» **WHAT YOU ARE ASKED TO DO**: Return all lines of the data in which the string "target" occurs.

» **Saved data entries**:

.....

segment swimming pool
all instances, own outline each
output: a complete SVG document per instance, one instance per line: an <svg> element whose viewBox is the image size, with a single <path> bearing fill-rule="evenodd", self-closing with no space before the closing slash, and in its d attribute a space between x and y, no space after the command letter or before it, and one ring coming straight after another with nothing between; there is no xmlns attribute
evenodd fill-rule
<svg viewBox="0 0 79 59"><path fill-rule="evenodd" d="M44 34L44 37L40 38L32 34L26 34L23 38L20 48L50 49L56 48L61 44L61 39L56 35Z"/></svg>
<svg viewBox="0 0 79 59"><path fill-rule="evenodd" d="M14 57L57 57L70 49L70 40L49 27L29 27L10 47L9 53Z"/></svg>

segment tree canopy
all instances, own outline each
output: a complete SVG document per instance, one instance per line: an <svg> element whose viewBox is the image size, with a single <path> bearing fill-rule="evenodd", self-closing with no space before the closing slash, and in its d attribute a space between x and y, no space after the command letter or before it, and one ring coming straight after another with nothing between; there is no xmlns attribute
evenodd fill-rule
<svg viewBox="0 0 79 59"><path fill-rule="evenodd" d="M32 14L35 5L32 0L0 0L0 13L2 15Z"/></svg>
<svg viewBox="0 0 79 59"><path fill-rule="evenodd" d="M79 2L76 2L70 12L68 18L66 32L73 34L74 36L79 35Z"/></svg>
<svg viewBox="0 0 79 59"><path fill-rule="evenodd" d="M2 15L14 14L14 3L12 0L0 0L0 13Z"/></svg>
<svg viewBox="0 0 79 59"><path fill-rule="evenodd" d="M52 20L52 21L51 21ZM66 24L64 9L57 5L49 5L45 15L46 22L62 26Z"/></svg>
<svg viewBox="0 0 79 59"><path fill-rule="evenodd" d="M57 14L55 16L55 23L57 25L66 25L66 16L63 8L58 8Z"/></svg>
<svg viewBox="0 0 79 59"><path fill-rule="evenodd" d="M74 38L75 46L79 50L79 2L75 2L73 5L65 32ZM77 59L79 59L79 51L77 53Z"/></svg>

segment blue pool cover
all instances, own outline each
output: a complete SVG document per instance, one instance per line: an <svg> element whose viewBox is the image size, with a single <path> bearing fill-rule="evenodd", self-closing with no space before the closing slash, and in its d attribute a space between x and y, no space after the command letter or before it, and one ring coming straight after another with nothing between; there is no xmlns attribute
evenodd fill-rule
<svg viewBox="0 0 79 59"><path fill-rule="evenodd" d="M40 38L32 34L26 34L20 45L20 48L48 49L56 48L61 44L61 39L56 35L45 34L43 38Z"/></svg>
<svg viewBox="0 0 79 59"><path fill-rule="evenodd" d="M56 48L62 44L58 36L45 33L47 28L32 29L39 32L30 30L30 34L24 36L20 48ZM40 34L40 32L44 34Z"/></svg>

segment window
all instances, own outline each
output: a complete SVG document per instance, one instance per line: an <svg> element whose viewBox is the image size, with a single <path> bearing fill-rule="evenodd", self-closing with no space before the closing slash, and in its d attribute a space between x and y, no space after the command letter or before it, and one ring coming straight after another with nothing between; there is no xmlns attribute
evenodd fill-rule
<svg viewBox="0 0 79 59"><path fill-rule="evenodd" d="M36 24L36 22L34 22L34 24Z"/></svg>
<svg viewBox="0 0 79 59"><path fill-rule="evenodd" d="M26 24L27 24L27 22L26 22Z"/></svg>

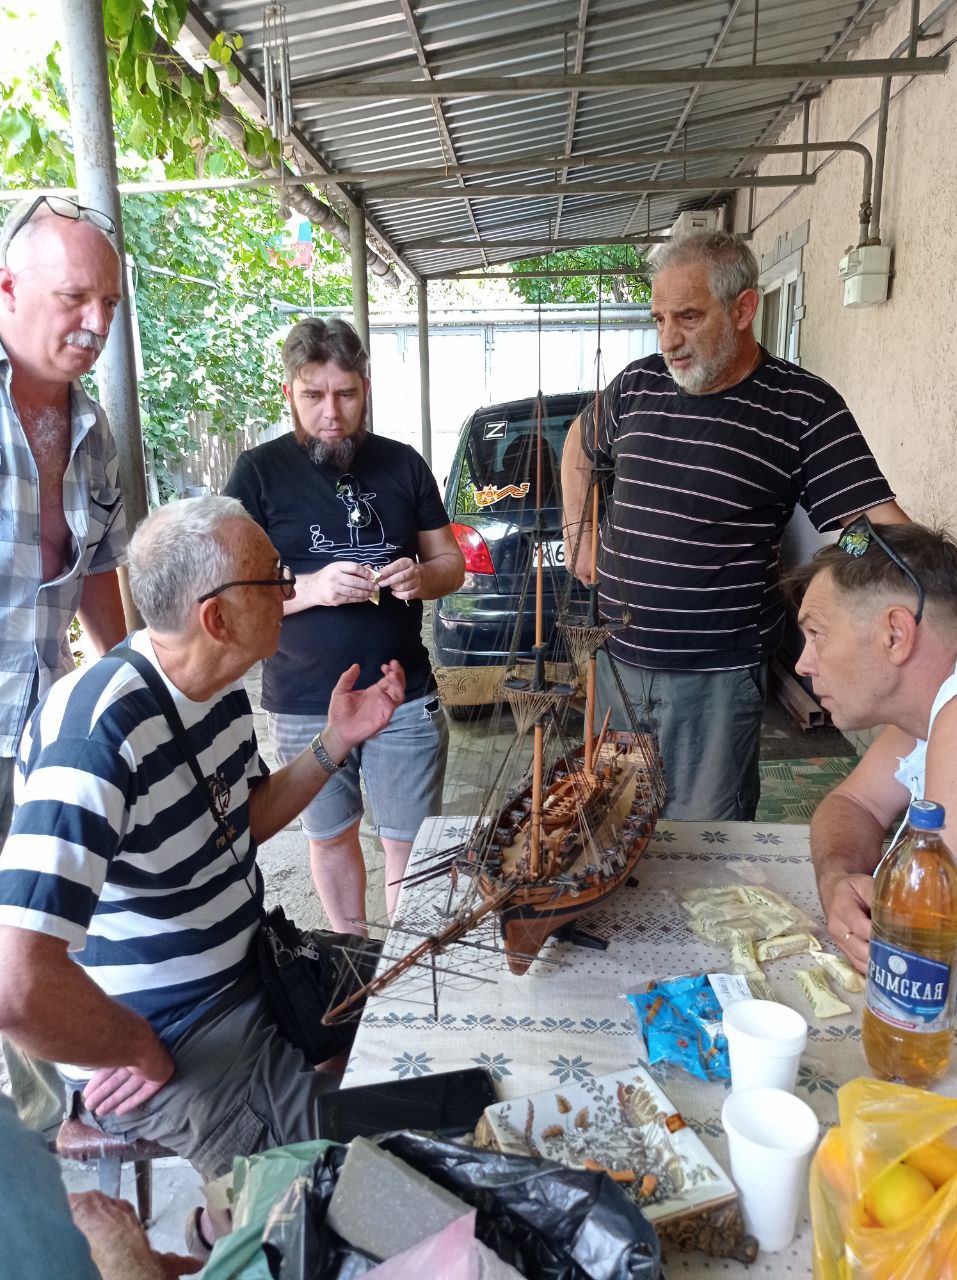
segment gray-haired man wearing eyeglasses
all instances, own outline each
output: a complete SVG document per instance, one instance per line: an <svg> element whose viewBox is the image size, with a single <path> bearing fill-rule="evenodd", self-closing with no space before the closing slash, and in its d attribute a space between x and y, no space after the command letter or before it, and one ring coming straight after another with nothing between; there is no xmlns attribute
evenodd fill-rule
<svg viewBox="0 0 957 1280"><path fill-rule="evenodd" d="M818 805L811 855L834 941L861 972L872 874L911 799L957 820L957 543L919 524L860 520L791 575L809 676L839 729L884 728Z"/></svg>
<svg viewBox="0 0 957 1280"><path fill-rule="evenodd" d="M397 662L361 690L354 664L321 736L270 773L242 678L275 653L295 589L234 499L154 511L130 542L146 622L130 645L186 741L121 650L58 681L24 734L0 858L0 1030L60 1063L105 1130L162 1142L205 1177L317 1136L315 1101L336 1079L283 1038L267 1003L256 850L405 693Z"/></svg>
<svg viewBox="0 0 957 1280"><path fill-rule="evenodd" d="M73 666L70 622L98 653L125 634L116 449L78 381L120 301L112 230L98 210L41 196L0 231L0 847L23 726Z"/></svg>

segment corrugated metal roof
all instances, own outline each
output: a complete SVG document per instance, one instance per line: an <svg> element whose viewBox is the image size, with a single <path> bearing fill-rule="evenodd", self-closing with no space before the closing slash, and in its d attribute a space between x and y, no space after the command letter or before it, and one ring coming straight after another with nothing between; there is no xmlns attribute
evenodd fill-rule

.....

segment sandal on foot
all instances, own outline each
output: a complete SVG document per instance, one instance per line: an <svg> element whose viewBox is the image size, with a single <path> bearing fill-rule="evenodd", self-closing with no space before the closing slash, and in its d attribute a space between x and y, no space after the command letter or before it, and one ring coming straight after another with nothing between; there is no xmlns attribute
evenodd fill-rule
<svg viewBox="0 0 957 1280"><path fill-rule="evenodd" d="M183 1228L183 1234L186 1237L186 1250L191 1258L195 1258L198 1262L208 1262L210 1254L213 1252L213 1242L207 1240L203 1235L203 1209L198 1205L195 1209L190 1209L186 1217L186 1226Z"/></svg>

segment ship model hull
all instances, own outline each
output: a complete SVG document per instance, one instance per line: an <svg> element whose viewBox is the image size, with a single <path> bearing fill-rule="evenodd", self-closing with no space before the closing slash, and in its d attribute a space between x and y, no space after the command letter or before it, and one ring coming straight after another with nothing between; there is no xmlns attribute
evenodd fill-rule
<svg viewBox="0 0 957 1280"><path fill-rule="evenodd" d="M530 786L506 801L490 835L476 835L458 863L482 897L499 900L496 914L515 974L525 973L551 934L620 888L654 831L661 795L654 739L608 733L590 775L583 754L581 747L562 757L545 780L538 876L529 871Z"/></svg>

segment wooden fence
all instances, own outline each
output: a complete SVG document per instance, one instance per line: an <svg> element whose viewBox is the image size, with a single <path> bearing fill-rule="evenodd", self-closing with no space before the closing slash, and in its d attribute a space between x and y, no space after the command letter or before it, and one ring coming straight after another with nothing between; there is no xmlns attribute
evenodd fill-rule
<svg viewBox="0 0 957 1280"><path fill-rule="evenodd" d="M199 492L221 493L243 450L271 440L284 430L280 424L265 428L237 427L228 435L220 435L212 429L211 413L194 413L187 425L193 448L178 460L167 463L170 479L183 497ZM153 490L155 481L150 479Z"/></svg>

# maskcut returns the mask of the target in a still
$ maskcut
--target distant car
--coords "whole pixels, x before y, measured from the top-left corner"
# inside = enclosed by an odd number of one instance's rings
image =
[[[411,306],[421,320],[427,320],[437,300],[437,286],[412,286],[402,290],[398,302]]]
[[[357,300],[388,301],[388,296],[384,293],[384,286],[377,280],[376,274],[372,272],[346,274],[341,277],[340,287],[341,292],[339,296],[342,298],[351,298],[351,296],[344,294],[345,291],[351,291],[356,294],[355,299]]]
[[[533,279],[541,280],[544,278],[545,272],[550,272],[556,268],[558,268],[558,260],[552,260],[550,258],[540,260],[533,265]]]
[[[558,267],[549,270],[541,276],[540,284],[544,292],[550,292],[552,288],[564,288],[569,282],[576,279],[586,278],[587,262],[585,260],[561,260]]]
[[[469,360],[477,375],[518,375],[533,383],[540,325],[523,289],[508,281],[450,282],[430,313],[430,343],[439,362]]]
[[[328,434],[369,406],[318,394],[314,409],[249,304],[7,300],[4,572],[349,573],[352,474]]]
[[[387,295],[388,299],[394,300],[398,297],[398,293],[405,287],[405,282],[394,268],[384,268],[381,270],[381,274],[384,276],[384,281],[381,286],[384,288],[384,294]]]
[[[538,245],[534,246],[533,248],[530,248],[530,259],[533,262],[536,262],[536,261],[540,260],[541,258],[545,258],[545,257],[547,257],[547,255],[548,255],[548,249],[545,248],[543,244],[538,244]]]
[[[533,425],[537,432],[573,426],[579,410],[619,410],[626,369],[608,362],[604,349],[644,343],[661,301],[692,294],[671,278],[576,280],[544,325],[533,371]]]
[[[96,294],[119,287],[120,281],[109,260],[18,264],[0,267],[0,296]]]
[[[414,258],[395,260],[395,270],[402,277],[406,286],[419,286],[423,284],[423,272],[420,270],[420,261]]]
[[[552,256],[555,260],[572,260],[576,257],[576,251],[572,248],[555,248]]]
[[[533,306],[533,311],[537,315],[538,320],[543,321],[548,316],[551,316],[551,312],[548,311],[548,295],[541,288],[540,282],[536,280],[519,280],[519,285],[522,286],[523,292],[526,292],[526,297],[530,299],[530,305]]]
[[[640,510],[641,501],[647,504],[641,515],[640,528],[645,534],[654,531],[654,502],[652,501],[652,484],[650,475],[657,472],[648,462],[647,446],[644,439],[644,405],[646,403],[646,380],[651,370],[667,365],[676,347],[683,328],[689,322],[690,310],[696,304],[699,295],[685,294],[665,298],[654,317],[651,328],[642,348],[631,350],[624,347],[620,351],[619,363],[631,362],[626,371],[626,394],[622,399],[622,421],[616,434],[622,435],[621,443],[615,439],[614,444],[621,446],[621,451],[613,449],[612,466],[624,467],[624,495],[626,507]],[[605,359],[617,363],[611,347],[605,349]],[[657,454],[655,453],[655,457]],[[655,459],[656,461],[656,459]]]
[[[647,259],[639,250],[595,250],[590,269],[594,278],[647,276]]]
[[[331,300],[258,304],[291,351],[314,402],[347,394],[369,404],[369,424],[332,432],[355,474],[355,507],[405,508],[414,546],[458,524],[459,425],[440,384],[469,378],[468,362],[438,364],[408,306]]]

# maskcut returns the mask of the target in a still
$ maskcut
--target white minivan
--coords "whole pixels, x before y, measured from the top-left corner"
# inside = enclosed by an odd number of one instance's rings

.....

» **RESULT OF THIS EXERCISE**:
# maskcut returns the mask of the target in a still
--target distant car
# maskcut returns the mask of the target in a still
--target white minivan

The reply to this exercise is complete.